## WHAT YOU HAVE TO DO:
Which lines in the rows below contain the word "Kindly"? Pull out each of them in full.

━━━ INFORMATION SHOWN

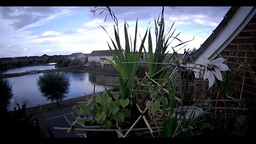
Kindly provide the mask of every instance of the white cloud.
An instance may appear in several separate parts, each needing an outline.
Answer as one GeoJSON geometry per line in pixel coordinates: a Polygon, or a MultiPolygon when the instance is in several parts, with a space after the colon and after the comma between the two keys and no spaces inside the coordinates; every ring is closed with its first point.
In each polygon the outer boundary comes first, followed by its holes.
{"type": "Polygon", "coordinates": [[[212,26],[212,27],[217,27],[219,25],[218,23],[214,22],[211,22],[208,20],[202,20],[202,19],[194,19],[194,22],[195,22],[195,23],[198,25],[201,25],[203,26],[212,26]]]}
{"type": "Polygon", "coordinates": [[[46,50],[43,50],[42,52],[52,52],[52,51],[53,51],[52,50],[46,49],[46,50]]]}
{"type": "Polygon", "coordinates": [[[175,21],[177,21],[179,19],[178,18],[175,18],[175,17],[170,17],[169,18],[171,20],[175,20],[175,21]]]}
{"type": "Polygon", "coordinates": [[[45,19],[42,19],[42,20],[41,20],[38,21],[37,21],[35,23],[32,23],[31,24],[29,24],[29,25],[20,29],[19,30],[18,30],[18,31],[24,30],[25,30],[26,29],[28,29],[29,28],[35,27],[38,27],[38,26],[42,26],[42,25],[46,23],[46,22],[49,22],[50,20],[56,18],[58,17],[60,17],[61,15],[65,15],[66,14],[68,14],[69,12],[70,12],[70,11],[69,11],[68,10],[63,10],[62,12],[61,12],[60,13],[51,15],[50,16],[47,17],[45,19]]]}
{"type": "Polygon", "coordinates": [[[49,35],[59,36],[60,35],[61,35],[59,31],[45,31],[42,35],[42,36],[49,36],[49,35]]]}

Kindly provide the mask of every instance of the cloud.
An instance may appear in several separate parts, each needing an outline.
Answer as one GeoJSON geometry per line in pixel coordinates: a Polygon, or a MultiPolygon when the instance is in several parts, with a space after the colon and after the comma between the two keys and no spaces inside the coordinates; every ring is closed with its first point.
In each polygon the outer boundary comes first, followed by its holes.
{"type": "Polygon", "coordinates": [[[46,49],[46,50],[43,50],[42,52],[52,52],[52,51],[53,51],[52,50],[46,49]]]}
{"type": "Polygon", "coordinates": [[[212,26],[212,27],[216,27],[219,25],[218,23],[217,23],[216,22],[211,22],[211,21],[209,21],[208,20],[205,20],[194,19],[193,21],[196,24],[198,24],[198,25],[204,25],[204,26],[212,26]]]}
{"type": "Polygon", "coordinates": [[[70,9],[51,6],[1,7],[1,18],[12,21],[9,25],[14,29],[28,28],[43,25],[56,17],[66,14],[70,9]]]}

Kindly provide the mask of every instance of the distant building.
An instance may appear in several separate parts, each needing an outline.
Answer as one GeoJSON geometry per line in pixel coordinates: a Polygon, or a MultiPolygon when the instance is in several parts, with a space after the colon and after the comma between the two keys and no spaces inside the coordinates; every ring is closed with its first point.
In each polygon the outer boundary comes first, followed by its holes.
{"type": "Polygon", "coordinates": [[[2,63],[10,65],[12,63],[13,58],[0,58],[0,62],[2,63]]]}
{"type": "Polygon", "coordinates": [[[71,60],[75,59],[80,59],[83,63],[86,61],[86,58],[85,55],[82,52],[73,53],[68,57],[68,59],[70,59],[71,60]]]}
{"type": "MultiPolygon", "coordinates": [[[[113,50],[113,52],[116,55],[118,55],[117,51],[113,50]]],[[[124,51],[123,51],[123,53],[124,54],[124,51]]],[[[96,62],[96,65],[97,66],[111,67],[111,64],[108,60],[112,62],[115,61],[111,54],[110,50],[93,51],[88,57],[89,62],[94,61],[96,62]]]]}
{"type": "Polygon", "coordinates": [[[30,60],[31,60],[33,62],[38,62],[40,60],[42,60],[42,61],[44,60],[44,58],[41,57],[38,57],[38,56],[30,56],[28,57],[30,60]]]}
{"type": "Polygon", "coordinates": [[[43,58],[43,60],[44,61],[49,61],[49,55],[46,54],[44,54],[44,55],[42,55],[41,57],[43,58]]]}
{"type": "Polygon", "coordinates": [[[20,61],[22,63],[26,63],[29,62],[30,60],[30,59],[27,56],[14,57],[12,59],[12,63],[18,63],[19,61],[20,61]]]}

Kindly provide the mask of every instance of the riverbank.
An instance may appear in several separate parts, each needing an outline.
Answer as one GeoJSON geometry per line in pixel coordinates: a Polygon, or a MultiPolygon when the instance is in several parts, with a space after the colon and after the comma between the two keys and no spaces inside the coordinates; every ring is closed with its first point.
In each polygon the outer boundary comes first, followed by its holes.
{"type": "MultiPolygon", "coordinates": [[[[58,72],[78,72],[78,73],[93,73],[100,74],[105,74],[113,76],[118,76],[117,70],[113,68],[102,67],[85,67],[82,69],[78,69],[77,66],[70,66],[64,68],[58,68],[56,69],[39,70],[39,73],[58,73],[58,72]]],[[[0,78],[6,78],[14,77],[18,77],[26,75],[27,74],[12,73],[12,74],[0,74],[0,78]]]]}
{"type": "MultiPolygon", "coordinates": [[[[96,93],[102,93],[102,92],[96,93]]],[[[52,110],[55,110],[67,107],[71,107],[76,105],[77,102],[84,101],[86,98],[91,98],[93,94],[88,94],[86,95],[81,96],[70,99],[65,100],[59,102],[60,106],[57,106],[57,102],[52,102],[44,105],[41,105],[41,108],[43,112],[47,112],[52,110]]],[[[36,106],[31,108],[27,108],[26,109],[27,114],[33,114],[33,115],[41,113],[39,106],[36,106]]],[[[9,111],[10,113],[13,113],[13,111],[9,111]]]]}

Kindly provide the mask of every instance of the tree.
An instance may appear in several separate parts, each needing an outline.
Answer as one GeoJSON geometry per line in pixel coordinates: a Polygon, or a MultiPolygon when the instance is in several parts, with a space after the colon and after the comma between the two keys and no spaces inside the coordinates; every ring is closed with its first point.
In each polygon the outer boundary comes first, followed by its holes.
{"type": "Polygon", "coordinates": [[[3,70],[4,69],[4,66],[2,64],[1,61],[0,61],[0,70],[3,70]]]}
{"type": "Polygon", "coordinates": [[[196,49],[196,47],[194,47],[188,52],[188,54],[189,55],[193,55],[196,51],[197,51],[197,49],[196,49]]]}
{"type": "Polygon", "coordinates": [[[72,66],[79,66],[82,65],[82,61],[78,59],[75,59],[71,62],[72,66]]]}
{"type": "Polygon", "coordinates": [[[0,109],[7,111],[10,100],[12,98],[12,86],[6,79],[0,78],[0,109]]]}
{"type": "Polygon", "coordinates": [[[60,65],[62,63],[63,60],[62,59],[58,59],[57,61],[57,64],[58,65],[60,65]]]}
{"type": "Polygon", "coordinates": [[[70,62],[71,62],[71,60],[70,59],[66,59],[63,61],[62,66],[64,67],[67,67],[69,65],[69,63],[70,63],[70,62]]]}
{"type": "Polygon", "coordinates": [[[39,76],[37,84],[43,96],[52,101],[56,100],[59,107],[59,101],[62,100],[69,92],[70,83],[69,77],[63,73],[45,73],[39,76]]]}
{"type": "Polygon", "coordinates": [[[96,65],[96,61],[95,60],[93,60],[93,61],[91,61],[90,62],[89,62],[90,63],[90,65],[92,66],[94,66],[96,65]]]}

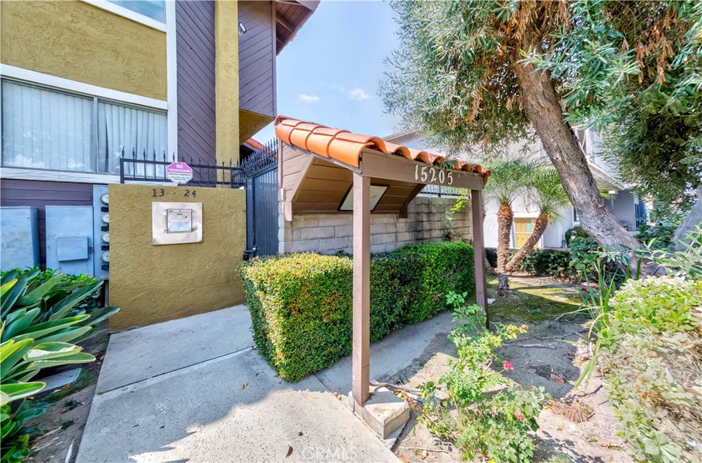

━━━━━━

## RESPONSE TO THIS TASK:
Kindly provide the mask of every instance of the white cloud.
Kindly provide the mask of every instance of the cloud.
Kindly provide the mask of every instance of the distant building.
Kindly provide the mask of every instance of the riverbank.
Kindly provide the mask of every instance of the tree.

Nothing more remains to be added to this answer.